## begin

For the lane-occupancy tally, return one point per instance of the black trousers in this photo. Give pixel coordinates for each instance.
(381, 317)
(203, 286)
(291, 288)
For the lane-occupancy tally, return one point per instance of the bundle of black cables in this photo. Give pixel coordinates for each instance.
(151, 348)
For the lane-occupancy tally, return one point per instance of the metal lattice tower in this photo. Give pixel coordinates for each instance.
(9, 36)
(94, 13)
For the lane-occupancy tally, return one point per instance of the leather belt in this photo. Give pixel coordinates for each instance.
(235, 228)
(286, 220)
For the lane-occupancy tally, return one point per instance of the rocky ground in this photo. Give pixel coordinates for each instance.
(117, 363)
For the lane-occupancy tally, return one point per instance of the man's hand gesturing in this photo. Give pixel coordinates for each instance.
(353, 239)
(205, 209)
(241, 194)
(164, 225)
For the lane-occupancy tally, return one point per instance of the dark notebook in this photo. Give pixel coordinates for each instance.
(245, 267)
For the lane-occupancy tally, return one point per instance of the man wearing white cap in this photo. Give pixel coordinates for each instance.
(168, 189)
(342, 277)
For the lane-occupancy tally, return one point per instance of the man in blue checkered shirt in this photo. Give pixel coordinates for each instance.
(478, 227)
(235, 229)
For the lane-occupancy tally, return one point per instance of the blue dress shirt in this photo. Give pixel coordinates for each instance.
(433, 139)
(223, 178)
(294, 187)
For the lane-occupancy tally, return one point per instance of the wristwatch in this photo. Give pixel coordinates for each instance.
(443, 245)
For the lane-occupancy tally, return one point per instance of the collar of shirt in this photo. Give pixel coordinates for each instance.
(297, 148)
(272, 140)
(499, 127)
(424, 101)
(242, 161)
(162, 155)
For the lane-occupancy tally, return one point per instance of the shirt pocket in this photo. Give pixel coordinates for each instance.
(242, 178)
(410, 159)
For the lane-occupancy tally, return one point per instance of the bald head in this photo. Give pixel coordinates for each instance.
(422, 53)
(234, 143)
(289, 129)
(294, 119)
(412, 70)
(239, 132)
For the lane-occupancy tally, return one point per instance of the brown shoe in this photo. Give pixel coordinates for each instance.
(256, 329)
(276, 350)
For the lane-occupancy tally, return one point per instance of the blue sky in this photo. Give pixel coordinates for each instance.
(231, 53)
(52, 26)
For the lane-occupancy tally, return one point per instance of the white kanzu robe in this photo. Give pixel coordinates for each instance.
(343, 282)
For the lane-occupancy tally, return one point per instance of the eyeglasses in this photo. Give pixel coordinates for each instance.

## end

— Goal —
Copy all of the records above word for word, with every line unchanged.

— Response to this exercise —
For the lane-occupancy tally, return one point per instance of the black trousers in this photo. Give pixel coordinates for each instance.
(381, 317)
(203, 286)
(291, 288)
For the lane-occupancy tally, return one point per instance of the bundle of black cables in this photo. Give pixel coordinates for each instance.
(151, 348)
For the lane-occupancy tally, return one point per instance of the metal lattice tower in this photo. Give pixel coordinates for each instance.
(9, 36)
(94, 13)
For the lane-occupancy tally, return one point per instance of the leather belt in this photo. Give pixel coordinates for each instance.
(235, 228)
(286, 220)
For the lane-occupancy tally, return one point per instance of the rocky ground in this photo. Give pixel coordinates for each instance.
(117, 363)
For the lane-occupancy tally, return one point per instance of the man's hand gesturing in this photo. Give pixel coordinates for each instance.
(353, 239)
(205, 209)
(241, 194)
(164, 225)
For the lane-occupancy tally, return one point per instance of the dark notebook in this photo. Give pixel coordinates for each instance.
(245, 267)
For the lane-occupancy tally, return one point per instance of the man wearing white cap in this photo. Give pixel coordinates for each instance.
(168, 189)
(342, 277)
For the lane-occupancy tally, return one point per instance of the man in blue checkered shirt in this photo. Give pixel coordinates for each instance.
(478, 227)
(235, 229)
For the lane-occupancy tally, return one point per instance of the blue dress shirt in this photo. Give pixel coordinates for each instance.
(433, 139)
(223, 178)
(294, 187)
For the lane-occupancy tally, return one point per instance of the wristwatch in this photo. Give pixel coordinates for each instance.
(443, 245)
For the lane-occupancy tally, return one point per instance of the collar of shirt in this photo. Give pixel coordinates for each instance.
(297, 148)
(272, 140)
(499, 127)
(424, 101)
(242, 161)
(162, 155)
For the lane-occupancy tally, return one point per instance of the shirt pocket in this photo. Give pixel coordinates for each instance.
(242, 178)
(410, 159)
For the lane-occupancy tally, return one point per instance of the bald head in this photo. Give pixel coordinates for each instance.
(422, 53)
(234, 143)
(289, 129)
(294, 119)
(412, 70)
(239, 132)
For the lane-occupancy tally, return one point per instance of the brown shoe in this photo. Give pixel coordinates for each instance.
(256, 329)
(276, 350)
For the lane-occupancy tally, return one point per instance of the blue sky in this photo. Give pixel coordinates for each instance.
(231, 53)
(52, 26)
For the lane-occupancy tally, return one point per instance of the white kanzu robe in this photo. Give pixel coordinates for each instance.
(343, 282)
For the lane-occupancy tally, return one point per instance of the eyeglasses in this photo. Give pixel coordinates for each instance.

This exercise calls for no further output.